··· Provided passage
United Airlines passenger David Dao, who was forcibly removed from a flight on Monday, has made quite a haul playing poker, but also has a checkered past that was dragged out by the tabloid media after the incident.
Dao made headlines and became an internet sensation when video of him being pulled down an aisle of the carrier’s plane by airport police went viral this week. Along with three others, all of whom left the plane peaceably, he was asked to give up his seat to make room for airplane personnel, refused, and was then extracted from it forcibly by authorities, who dragged the screaming man down the plane’s narrow aisle as passengers caught every moment on their phone cams.
Poker Career Takes Flight
The doctor has had a few dings of his own, PR-wise, to contend with (see more below). But it cannot be denied that the Elizabethtown, Kentucky resident has some solid skills as a poker player, with over $260,000 in live tournament cashes to his credit.
The first event he entered was a WSOP circuit tournament where he finished 25th and took home $948. He got considerably better at poker over the next two years, finishing second and third in competitions and pocketing $43,164.
He earned $27,929 for 453rd place in the 2008 WSOP Main Event and seven months later grabbed a second-place check of $117,744 at another WSOP circuit event. His last tournament was in January of this year, where he finished in the number eleven spot for a $1,191 payday.
License Yanked
As media began digging into Dao’s past, some fairly sordid facts arose about his own wrongdoings as a doctor.
In 2003, the father of five was caught in a police sting operation in Louisville, Kentucky, where he was meeting a man for sex in exchange for hydrocodone and money.
The police arrested the pulmonary disease specialist and he faced 98 counts of illegally prescribing and trafficking hydrocodone, Percocet, and Oxycontin, was sentenced to nearly three years in prison, but the sentence was, for reasons unknown, suspended.
Dao did have to pay a $5,000 fine and saw his license to practice medicine taken away from the Kentucky Board of Medical Licensure. He filed to have it reinstated, but the request was initially denied. In 2015, he was allowed to return to practice medicine, albeit with provisions.
And while criticism of United’s handling of the matter has been harsh and nearly universal, not everyone is on board with feeling Dao didn’t play a hand in how the incident unfolded.
Among the doctor’s harshest critics was Poker Night in America‘s creative director Nolan Dalla. In a scathing blog that hit on Monday, Dalla called him, “Doctor Drama Queen” and wrote: “Hey, Doc — this isn’t a Vietnam War protest. Your resistance isn’t an act of valor. Being forcibly dragged away isn’t heroic civil disobedience. It’s stupidity. It’s selfishness.”
Meanwhile, Dao, who remains hospitalized in Chicago, has reportedly lawyered up.
······
··· Records shown
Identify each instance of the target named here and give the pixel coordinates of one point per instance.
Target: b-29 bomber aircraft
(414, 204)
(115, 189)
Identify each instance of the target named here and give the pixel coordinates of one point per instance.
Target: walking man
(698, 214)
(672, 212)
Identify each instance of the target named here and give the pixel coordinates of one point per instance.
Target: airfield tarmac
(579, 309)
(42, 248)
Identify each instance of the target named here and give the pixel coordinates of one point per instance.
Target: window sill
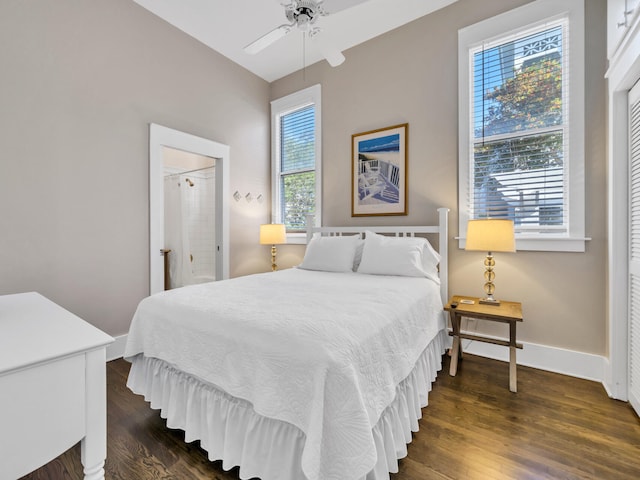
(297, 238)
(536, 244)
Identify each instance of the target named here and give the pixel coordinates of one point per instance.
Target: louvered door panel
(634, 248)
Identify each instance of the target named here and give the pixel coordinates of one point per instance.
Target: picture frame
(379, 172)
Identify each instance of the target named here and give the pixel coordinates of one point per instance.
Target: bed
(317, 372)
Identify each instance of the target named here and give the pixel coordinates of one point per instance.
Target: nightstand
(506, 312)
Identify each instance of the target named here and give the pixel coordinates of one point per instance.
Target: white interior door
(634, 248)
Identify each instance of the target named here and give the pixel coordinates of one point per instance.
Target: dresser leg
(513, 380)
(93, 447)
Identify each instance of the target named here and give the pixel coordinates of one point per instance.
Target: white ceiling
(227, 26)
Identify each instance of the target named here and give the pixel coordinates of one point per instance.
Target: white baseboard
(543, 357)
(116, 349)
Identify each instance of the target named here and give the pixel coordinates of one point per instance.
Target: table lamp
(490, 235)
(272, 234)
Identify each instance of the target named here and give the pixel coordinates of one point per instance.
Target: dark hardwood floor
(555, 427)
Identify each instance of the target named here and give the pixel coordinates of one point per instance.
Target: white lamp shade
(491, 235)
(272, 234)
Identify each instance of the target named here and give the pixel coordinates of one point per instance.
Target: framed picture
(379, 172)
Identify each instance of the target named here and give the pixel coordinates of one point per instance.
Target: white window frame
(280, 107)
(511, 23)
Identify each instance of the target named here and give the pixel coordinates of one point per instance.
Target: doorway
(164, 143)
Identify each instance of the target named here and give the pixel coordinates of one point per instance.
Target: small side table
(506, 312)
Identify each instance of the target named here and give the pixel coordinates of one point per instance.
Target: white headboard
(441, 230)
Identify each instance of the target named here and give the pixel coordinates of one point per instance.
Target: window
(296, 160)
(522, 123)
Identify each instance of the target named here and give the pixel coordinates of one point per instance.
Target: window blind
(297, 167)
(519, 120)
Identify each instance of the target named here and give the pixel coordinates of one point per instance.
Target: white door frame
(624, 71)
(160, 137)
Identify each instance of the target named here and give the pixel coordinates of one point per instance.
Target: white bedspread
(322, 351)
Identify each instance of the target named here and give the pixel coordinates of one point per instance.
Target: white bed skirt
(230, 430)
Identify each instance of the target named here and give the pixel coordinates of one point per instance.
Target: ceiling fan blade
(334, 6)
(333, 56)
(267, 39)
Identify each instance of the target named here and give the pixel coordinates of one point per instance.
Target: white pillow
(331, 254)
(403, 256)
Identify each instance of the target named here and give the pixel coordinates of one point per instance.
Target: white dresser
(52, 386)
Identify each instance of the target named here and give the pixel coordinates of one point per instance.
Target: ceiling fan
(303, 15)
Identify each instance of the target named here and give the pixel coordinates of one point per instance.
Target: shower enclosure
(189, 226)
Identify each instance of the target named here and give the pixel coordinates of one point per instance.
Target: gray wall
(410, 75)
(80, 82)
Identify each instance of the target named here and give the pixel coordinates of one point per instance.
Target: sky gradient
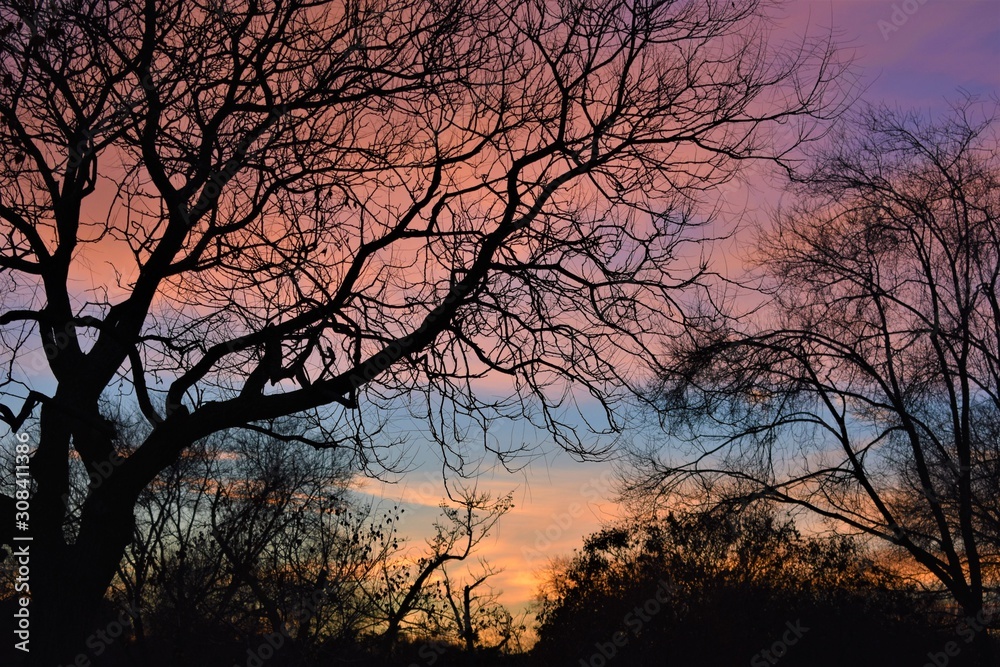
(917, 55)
······
Copy out word for word the part of the David Dao article that begins with the words "He earned $27,929" and ends with "reasons unknown, suspended.".

He earned $27,929 for 453rd place in the 2008 WSOP Main Event and seven months later grabbed a second-place check of $117,744 at another WSOP circuit event. His last tournament was in January of this year, where he finished in the number eleven spot for a $1,191 payday.
License Yanked
As media began digging into Dao’s past, some fairly sordid facts arose about his own wrongdoings as a doctor.
In 2003, the father of five was caught in a police sting operation in Louisville, Kentucky, where he was meeting a man for sex in exchange for hydrocodone and money.
The police arrested the pulmonary disease specialist and he faced 98 counts of illegally prescribing and trafficking hydrocodone, Percocet, and Oxycontin, was sentenced to nearly three years in prison, but the sentence was, for reasons unknown, suspended.